==== DOCUMENT SECTION ====

Elucidating the effects of pure glyphosate and a commercial formulation on early life stages of zebrafish using a complete biomarker approach: All-or-nothing!

The search for new methods in the toxicology field has increased the use of early life stages of zebrafish (Danio rerio) as a versatile organism model. Here, we use early stages of zebrafish to evaluate glyphosate as pure active ingredient and within a commercial formulation in terms of oxidative stress. Biomarkers involved in the oxidative status were evaluated along with other markers of neurotoxicity, genotoxicity, cytotoxicity, energy balance and motor performance, and the selected tools were evaluated by its sensitivity in determining early-warning events. Zebrafish embryos exposed to glyphosate active ingredient and glyphosate-based formulation were under oxidative stress, but only the commercial formulation delayed the embryogenesis, affected the cholinergic neurotransmission and induced DNA damage. Both altered the motor performance of larvae at very low concentrations, becoming larvae hypoactive. The energy balance was also impaired, as embryos under oxidative stress had lower lipids reserves. Although data suggest that glyphosate-based formulation has higher toxicity than the active ingredient itself, the most sensitive biomarkers detected early-warning effects at very low concentrations of the active ingredient. Biochemical biomarkers of defense system and oxidative damage were the most sensitive tools, detecting pro-oxidant responses at very low concentrations, along with markers of motor performance that showed high sensitivity and high throughput, suitable for detecting early effects linked to neurotoxicity. Alterations on morphology during embryogenesis showed the lowest sensitivity, thus morphological alterations appeared after several alterations at biochemical levels. Tools evaluating DNA damage and cell proliferation showed mid-sensitivity, but low throughput, thus they could be used as complementary markers.

==== INFORMATION GIVEN ====

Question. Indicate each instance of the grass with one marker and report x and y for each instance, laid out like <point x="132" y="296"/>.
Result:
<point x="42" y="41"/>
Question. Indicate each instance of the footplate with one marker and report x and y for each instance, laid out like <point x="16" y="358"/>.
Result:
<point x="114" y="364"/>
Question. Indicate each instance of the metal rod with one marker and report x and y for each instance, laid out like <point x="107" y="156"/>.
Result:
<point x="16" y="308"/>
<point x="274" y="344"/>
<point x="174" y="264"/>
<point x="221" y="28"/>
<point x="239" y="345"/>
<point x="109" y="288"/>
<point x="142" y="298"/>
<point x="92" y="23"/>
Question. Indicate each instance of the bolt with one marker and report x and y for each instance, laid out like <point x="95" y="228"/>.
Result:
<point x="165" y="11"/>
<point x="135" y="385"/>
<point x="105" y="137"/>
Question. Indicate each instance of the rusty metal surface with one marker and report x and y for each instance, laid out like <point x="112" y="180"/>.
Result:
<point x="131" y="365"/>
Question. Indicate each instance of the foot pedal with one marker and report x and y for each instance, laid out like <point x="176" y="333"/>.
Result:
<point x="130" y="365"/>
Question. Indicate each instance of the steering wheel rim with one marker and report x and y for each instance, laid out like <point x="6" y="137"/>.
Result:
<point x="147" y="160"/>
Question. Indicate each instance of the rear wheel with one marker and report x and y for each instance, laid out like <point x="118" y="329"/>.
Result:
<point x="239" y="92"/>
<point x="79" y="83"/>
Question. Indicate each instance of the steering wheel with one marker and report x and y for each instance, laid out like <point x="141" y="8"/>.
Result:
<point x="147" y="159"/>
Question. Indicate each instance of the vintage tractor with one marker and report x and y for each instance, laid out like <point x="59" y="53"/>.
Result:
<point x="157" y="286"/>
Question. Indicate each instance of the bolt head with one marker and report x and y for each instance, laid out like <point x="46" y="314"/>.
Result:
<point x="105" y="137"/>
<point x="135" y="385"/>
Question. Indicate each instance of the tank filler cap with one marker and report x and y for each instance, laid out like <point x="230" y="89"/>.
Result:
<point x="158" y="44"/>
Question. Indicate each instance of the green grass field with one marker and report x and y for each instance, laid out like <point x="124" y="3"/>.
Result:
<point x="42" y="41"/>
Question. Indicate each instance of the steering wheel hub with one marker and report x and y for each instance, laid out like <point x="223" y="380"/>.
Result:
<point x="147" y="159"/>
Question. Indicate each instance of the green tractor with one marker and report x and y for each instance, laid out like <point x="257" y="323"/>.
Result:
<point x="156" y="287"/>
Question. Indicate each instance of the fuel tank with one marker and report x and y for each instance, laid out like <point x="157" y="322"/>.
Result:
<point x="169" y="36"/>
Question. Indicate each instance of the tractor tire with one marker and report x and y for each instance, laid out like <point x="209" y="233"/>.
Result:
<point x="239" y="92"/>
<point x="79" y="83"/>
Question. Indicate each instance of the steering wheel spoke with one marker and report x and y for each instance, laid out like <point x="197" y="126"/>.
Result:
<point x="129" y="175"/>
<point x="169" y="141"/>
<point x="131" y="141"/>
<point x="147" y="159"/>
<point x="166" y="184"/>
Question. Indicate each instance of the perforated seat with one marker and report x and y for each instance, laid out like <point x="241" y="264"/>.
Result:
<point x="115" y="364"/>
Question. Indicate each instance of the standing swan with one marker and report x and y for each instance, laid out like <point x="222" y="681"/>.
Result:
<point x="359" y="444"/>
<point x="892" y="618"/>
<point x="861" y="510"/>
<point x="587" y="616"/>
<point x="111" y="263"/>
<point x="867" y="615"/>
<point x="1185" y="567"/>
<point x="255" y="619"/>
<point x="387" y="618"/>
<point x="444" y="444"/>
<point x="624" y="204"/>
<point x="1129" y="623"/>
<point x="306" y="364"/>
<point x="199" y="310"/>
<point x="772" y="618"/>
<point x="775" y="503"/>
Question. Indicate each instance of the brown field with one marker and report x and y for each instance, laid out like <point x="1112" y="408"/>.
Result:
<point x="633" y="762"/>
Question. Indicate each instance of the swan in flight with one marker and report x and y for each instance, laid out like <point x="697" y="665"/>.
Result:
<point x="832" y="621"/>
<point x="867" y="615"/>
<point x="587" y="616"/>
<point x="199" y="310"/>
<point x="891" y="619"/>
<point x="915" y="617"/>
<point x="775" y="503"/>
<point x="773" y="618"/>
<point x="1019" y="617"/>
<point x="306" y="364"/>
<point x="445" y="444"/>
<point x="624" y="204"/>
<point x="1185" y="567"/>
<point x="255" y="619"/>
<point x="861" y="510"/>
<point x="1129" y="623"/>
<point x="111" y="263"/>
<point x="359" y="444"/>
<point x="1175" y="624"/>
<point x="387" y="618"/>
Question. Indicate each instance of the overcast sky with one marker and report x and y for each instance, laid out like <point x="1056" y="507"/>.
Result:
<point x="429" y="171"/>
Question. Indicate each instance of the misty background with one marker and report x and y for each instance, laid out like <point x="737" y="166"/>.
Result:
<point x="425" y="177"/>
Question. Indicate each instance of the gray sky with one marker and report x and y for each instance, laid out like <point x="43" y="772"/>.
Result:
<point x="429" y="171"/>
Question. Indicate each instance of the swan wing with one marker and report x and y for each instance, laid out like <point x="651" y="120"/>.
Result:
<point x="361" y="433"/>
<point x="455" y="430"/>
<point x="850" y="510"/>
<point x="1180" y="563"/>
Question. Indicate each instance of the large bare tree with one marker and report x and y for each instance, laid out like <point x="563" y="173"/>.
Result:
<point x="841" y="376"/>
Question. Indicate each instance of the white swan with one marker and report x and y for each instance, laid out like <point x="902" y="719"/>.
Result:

====

Edit the abstract on glyphosate toxicity from "Elucidating the effects" up to and including "biomarker approach: All-or-nothing!", putting "fish" in place of "zebrafish".

Elucidating the effects of pure glyphosate and a commercial formulation on early life stages of fish using a complete biomarker approach: All-or-nothing!